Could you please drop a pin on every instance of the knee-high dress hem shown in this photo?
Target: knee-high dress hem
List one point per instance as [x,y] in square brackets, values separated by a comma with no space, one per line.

* * *

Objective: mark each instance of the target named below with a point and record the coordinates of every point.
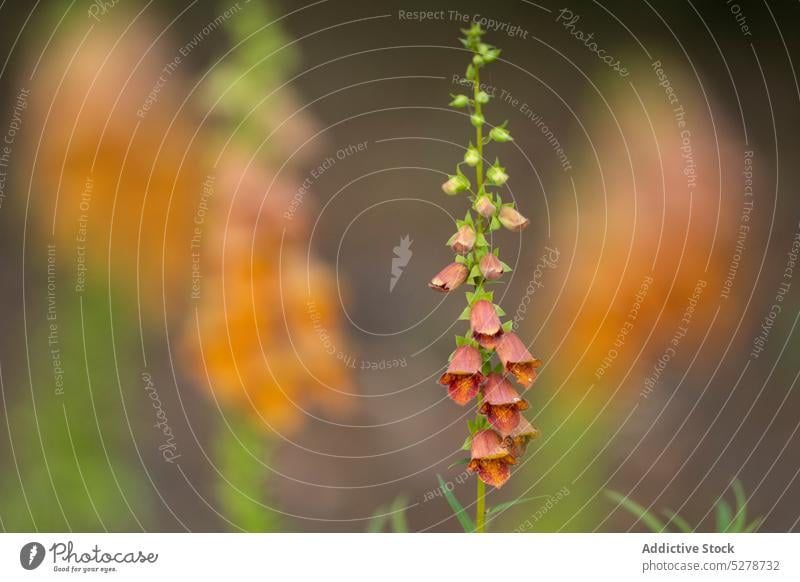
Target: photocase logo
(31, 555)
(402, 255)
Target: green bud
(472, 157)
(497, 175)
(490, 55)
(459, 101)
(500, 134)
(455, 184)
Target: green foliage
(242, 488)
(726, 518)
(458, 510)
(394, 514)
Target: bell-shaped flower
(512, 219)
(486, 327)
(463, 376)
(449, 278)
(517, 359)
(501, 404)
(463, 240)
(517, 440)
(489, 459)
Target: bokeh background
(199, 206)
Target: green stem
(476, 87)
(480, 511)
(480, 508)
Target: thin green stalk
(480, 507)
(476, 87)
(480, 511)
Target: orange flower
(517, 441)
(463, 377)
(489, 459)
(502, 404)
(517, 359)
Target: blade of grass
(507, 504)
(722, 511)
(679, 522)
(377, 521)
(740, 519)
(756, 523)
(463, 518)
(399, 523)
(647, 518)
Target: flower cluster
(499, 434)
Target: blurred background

DO THIS
Convert the rows starting with the line that contains "Target: green bud" and going on through the line that contains "Target: blurred background" into a numbered list, leaving out any blank lines.

EXERCISE OUTPUT
1. Target: green bud
2. (472, 157)
3. (497, 175)
4. (490, 55)
5. (459, 101)
6. (500, 134)
7. (455, 184)
8. Target: green foliage
9. (242, 488)
10. (726, 518)
11. (458, 510)
12. (394, 514)
13. Target: bell-shaped flower
14. (512, 219)
15. (486, 327)
16. (463, 376)
17. (449, 278)
18. (517, 359)
19. (501, 404)
20. (463, 240)
21. (517, 440)
22. (489, 459)
23. Target: bokeh background
24. (199, 206)
25. Target: green stem
26. (476, 87)
27. (480, 511)
28. (480, 508)
29. Target: thin green stalk
30. (480, 507)
31. (476, 87)
32. (480, 511)
33. Target: orange flower
34. (517, 441)
35. (463, 377)
36. (489, 459)
37. (502, 404)
38. (517, 359)
39. Target: blade of grass
40. (507, 504)
41. (722, 511)
42. (679, 522)
43. (377, 521)
44. (740, 519)
45. (756, 523)
46. (463, 518)
47. (399, 523)
48. (647, 518)
49. Target: flower cluster
50. (499, 434)
51. Target: blurred background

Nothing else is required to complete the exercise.